__To do__.
Reproduce the items starting at the line that contains "with her back" and ending at the line that contains "(572, 236), (775, 473)", both included, with their requests unchanged. Shift every coordinate in the answers by adding 19 to it.

__Records for processing__.
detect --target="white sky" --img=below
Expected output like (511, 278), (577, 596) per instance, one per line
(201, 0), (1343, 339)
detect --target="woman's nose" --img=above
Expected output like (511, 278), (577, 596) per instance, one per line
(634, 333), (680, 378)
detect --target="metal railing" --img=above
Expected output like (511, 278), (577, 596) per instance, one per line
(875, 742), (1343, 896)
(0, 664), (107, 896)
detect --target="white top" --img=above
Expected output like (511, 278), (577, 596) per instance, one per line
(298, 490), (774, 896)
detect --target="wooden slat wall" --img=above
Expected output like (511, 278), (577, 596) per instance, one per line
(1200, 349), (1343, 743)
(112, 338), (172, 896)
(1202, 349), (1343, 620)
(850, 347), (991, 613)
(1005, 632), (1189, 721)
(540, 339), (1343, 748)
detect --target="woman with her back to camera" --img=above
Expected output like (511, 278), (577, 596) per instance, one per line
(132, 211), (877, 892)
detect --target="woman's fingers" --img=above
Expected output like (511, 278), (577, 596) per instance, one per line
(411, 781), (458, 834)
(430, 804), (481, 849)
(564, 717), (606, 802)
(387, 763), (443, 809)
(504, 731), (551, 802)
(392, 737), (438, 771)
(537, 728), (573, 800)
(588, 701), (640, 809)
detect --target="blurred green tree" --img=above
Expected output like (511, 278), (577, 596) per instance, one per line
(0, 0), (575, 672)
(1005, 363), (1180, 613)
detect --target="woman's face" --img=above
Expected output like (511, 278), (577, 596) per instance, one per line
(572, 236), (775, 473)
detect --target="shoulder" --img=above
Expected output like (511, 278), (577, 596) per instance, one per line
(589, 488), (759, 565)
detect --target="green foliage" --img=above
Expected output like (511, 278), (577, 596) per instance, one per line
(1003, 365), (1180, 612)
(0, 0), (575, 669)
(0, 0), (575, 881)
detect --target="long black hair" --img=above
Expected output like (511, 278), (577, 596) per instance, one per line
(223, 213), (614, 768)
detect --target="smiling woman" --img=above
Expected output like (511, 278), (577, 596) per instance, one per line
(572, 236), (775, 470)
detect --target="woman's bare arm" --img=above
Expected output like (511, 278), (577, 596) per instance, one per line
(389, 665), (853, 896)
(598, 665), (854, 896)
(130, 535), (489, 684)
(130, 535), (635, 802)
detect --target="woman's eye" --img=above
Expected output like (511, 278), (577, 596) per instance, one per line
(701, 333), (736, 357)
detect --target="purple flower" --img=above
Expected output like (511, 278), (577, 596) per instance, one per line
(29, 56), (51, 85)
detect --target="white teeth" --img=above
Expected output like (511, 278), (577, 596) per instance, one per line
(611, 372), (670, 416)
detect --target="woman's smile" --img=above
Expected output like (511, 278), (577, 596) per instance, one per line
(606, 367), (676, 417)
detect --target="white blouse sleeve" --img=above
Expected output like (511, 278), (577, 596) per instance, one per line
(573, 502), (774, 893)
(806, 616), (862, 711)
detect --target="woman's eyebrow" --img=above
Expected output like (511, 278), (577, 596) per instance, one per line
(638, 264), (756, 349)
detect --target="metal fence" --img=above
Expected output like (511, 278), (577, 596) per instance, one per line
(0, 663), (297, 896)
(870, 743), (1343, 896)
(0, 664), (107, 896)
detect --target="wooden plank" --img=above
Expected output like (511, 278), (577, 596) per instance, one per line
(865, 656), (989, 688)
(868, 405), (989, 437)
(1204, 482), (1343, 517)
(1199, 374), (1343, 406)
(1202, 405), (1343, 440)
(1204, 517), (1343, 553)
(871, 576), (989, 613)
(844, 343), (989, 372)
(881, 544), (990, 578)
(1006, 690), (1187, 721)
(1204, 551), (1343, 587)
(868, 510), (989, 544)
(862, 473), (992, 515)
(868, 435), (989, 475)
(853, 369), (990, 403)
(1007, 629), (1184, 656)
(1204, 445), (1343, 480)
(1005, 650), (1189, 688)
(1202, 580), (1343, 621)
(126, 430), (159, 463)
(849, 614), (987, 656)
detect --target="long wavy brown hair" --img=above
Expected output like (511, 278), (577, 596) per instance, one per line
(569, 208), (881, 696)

__The completed task__.
detect --target="woman with her back to camera" --img=above
Expected output like (511, 278), (577, 596) per instance, one per line
(151, 230), (896, 911)
detect --target="woman's fingers" --img=above
Expected output like (511, 278), (577, 596) per instance, one per line
(430, 800), (477, 853)
(449, 823), (500, 868)
(583, 736), (625, 821)
(406, 782), (462, 828)
(523, 750), (570, 821)
(411, 756), (457, 790)
(556, 747), (592, 819)
(607, 720), (659, 828)
detect --target="blurred green tree" --img=above
Expected output like (511, 278), (577, 596) per instance, one per line
(19, 19), (594, 691)
(1024, 382), (1199, 632)
detect --target="woman's face" --img=above
Expected output like (511, 278), (577, 596) per instance, one per line
(591, 255), (794, 492)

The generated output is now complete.